### TASK STATEMENT
Set down every line of the listing below word for word.

### DATA LINES
———
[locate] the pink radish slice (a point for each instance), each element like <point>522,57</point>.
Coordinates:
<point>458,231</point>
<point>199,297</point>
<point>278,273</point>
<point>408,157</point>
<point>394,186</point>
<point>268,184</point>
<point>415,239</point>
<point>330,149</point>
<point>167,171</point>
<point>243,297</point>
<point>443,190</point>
———
### ANSWER FOR THIS EXERCISE
[locate] the pink radish slice (a point for each instance), each element like <point>522,57</point>.
Coordinates:
<point>458,231</point>
<point>199,297</point>
<point>278,273</point>
<point>408,157</point>
<point>394,186</point>
<point>268,184</point>
<point>415,239</point>
<point>330,149</point>
<point>167,171</point>
<point>243,297</point>
<point>443,190</point>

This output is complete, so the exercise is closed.